BRIEF. Count how many of the lines below contain the string "paved", matching case exactly, and give only that number.

PROVIDED ENTRIES.
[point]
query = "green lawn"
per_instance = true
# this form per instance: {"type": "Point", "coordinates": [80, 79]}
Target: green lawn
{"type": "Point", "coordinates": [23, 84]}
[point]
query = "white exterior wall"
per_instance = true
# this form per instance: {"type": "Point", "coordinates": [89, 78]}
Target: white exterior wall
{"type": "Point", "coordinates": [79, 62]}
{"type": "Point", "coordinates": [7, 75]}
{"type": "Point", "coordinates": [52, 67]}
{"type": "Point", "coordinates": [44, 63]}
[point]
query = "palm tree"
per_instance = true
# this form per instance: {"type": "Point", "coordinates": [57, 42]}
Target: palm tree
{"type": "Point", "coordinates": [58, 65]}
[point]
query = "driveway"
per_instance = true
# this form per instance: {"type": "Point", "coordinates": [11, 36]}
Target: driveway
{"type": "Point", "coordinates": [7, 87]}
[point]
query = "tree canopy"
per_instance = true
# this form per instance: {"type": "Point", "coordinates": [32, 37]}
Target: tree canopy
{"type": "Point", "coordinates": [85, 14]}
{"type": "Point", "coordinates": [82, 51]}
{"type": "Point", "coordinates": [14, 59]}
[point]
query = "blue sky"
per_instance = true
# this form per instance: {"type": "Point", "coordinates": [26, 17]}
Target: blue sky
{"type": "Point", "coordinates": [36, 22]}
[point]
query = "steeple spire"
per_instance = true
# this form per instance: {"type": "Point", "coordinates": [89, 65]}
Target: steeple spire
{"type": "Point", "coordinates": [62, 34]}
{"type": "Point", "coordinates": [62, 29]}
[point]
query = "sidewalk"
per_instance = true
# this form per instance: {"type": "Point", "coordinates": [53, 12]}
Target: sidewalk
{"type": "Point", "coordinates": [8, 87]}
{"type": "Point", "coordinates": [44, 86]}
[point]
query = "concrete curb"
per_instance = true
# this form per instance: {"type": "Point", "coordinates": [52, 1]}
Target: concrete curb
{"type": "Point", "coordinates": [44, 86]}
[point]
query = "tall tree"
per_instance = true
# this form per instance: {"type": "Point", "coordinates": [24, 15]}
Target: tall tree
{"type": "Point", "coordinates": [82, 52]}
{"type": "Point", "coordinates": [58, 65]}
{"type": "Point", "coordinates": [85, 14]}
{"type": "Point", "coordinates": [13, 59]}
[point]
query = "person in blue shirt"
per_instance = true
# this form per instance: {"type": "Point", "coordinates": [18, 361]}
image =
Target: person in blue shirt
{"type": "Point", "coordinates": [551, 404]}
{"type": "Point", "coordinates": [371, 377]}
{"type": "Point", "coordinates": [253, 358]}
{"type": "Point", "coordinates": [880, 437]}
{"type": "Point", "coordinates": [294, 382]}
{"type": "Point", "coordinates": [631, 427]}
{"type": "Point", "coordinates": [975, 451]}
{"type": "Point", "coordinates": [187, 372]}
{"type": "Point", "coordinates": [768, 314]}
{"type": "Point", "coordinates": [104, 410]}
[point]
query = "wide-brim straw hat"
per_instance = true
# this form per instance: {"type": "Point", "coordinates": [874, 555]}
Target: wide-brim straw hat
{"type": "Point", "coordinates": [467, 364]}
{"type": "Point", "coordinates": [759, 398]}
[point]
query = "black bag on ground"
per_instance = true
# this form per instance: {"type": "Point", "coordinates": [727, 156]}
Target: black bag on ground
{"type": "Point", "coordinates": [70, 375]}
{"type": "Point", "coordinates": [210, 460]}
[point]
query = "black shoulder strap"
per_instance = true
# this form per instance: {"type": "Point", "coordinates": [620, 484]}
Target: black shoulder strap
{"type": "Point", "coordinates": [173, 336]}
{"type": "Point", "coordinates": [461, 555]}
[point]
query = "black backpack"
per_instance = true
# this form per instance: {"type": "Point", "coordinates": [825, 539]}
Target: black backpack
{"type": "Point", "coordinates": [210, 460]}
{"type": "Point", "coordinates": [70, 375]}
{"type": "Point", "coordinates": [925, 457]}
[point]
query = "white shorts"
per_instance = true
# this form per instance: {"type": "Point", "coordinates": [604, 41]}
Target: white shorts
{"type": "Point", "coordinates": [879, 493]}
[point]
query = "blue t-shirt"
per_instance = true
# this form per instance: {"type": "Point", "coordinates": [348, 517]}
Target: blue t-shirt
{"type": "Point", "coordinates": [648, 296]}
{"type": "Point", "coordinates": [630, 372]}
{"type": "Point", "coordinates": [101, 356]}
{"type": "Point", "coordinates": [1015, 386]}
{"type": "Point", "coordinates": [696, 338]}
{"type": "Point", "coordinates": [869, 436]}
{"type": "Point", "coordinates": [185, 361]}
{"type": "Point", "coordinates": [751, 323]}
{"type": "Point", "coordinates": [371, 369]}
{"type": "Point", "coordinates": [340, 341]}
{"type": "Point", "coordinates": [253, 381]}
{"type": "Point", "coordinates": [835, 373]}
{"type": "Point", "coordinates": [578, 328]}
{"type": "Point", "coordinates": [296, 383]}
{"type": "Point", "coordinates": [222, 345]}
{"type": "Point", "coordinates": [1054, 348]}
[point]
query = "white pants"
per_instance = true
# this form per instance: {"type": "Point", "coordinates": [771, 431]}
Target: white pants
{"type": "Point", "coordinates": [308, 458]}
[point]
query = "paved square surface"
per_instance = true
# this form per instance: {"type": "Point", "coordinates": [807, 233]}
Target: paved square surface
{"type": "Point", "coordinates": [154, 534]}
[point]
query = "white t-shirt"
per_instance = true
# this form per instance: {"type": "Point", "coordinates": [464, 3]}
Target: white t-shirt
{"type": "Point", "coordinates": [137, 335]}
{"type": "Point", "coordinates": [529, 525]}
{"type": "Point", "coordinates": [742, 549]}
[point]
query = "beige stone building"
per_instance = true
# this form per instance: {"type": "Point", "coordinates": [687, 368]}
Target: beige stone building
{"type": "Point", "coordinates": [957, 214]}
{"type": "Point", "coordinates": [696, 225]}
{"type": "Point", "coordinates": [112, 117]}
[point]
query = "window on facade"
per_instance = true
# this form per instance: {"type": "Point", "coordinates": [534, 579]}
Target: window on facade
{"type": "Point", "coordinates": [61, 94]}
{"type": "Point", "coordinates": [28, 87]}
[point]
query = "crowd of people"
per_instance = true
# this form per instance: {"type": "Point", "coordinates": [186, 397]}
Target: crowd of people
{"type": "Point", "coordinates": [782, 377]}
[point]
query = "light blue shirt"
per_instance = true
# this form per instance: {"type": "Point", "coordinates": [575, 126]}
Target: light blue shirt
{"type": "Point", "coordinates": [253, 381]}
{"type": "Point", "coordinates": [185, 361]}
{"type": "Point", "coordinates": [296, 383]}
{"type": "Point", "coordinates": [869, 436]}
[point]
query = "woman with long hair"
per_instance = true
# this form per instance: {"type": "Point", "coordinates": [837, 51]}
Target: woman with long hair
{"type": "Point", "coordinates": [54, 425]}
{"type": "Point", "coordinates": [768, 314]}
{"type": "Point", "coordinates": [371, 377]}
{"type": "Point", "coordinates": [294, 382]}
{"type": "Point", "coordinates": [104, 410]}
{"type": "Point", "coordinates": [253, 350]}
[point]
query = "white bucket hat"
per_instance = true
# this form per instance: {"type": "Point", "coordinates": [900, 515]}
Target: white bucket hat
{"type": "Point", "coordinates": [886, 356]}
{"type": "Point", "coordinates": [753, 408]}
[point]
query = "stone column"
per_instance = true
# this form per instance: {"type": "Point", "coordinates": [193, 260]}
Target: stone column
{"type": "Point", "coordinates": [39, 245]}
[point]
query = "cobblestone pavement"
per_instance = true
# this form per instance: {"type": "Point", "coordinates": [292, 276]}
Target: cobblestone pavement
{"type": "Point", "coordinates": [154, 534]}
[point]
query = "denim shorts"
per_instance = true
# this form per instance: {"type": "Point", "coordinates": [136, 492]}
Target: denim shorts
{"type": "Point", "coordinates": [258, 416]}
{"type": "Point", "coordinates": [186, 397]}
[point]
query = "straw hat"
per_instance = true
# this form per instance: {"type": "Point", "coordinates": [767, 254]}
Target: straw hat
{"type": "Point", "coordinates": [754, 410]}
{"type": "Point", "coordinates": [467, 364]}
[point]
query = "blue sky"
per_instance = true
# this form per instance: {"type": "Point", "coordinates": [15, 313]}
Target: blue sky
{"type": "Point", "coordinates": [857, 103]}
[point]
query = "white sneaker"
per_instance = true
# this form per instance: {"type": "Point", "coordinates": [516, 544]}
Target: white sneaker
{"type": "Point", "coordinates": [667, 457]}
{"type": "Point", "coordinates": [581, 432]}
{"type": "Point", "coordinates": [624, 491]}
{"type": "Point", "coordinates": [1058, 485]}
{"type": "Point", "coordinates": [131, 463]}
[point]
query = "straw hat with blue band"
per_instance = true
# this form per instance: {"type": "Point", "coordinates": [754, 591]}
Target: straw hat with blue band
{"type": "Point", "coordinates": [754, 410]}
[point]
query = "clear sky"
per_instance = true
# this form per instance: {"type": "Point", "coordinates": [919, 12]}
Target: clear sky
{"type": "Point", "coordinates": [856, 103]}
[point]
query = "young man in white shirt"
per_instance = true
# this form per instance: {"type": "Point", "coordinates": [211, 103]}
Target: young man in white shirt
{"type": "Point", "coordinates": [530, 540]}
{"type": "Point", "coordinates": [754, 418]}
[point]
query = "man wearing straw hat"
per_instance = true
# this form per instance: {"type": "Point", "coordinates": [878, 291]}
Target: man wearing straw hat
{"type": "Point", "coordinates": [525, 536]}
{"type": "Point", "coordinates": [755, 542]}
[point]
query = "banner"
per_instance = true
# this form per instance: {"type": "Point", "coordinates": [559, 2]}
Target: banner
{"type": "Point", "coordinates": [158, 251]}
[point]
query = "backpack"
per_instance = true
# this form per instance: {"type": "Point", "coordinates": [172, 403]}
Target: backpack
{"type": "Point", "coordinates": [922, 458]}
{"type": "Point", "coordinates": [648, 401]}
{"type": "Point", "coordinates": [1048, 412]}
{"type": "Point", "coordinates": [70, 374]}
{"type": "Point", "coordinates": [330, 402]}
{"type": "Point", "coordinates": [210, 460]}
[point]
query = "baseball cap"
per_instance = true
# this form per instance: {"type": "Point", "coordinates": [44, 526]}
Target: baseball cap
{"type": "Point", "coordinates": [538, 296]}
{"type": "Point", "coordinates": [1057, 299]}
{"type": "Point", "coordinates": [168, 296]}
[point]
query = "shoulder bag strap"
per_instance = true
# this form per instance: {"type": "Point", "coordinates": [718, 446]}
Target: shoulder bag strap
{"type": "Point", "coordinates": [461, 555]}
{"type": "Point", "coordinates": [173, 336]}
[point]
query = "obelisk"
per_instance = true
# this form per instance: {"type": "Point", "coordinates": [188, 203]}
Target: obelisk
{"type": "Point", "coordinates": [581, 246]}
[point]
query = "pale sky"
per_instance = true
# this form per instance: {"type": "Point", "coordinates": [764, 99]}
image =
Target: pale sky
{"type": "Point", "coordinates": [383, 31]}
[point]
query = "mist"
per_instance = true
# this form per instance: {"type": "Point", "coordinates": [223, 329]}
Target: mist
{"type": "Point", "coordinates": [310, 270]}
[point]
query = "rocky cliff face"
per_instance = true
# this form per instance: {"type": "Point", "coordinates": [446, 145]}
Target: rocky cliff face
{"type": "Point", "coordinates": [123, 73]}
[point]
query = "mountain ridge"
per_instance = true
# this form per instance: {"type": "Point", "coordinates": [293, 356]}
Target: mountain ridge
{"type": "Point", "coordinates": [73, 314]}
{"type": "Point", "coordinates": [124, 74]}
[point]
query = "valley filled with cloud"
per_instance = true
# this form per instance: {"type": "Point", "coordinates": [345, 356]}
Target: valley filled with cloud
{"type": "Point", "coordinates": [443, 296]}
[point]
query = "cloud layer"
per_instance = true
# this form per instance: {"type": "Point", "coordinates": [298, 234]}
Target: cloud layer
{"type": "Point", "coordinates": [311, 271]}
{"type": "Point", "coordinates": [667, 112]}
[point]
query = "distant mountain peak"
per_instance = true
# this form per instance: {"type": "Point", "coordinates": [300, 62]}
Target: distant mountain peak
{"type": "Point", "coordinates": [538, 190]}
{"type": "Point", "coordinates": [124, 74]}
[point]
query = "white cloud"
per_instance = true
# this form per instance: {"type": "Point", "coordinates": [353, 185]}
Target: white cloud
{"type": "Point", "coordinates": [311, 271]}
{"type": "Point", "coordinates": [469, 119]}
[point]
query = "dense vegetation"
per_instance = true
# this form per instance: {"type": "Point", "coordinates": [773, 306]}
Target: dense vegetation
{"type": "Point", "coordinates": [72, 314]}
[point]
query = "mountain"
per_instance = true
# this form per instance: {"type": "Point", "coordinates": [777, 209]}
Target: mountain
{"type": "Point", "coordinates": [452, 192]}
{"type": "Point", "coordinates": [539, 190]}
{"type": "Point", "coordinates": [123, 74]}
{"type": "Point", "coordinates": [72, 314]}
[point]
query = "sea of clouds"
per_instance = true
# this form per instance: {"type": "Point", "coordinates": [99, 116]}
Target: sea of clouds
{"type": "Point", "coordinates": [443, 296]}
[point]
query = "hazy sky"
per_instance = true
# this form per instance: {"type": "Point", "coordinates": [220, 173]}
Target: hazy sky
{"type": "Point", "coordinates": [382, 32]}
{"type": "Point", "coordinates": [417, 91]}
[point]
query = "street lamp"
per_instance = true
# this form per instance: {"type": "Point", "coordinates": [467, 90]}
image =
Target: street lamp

RESULT. 2